>>>>

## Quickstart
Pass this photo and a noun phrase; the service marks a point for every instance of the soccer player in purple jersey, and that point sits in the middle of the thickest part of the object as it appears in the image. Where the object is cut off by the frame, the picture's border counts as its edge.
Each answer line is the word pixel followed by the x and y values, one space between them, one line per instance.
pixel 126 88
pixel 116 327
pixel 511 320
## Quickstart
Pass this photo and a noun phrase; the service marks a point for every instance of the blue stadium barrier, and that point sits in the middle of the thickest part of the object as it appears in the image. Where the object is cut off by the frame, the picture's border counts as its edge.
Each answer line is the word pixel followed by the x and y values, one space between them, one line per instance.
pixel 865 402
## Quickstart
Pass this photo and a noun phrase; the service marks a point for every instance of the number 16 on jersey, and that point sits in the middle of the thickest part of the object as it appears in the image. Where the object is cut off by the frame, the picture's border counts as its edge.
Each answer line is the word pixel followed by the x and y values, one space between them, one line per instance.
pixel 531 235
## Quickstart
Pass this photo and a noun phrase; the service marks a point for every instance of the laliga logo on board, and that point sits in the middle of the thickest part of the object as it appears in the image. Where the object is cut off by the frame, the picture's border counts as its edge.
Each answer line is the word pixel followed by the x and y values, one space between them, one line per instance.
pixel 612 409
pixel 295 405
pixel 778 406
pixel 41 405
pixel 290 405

<<<<
>>>>

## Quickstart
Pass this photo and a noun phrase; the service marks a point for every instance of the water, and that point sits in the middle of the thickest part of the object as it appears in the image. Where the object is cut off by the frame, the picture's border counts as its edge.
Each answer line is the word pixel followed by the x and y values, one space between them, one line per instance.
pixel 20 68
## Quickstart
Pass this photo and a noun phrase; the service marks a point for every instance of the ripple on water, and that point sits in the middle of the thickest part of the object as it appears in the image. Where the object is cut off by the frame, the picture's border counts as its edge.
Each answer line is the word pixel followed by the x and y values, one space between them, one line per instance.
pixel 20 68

<<<<

### WHAT IS ASKED:
Count the lines in the data above that contain the word "point". Give only the number.

### THE ANSWER:
6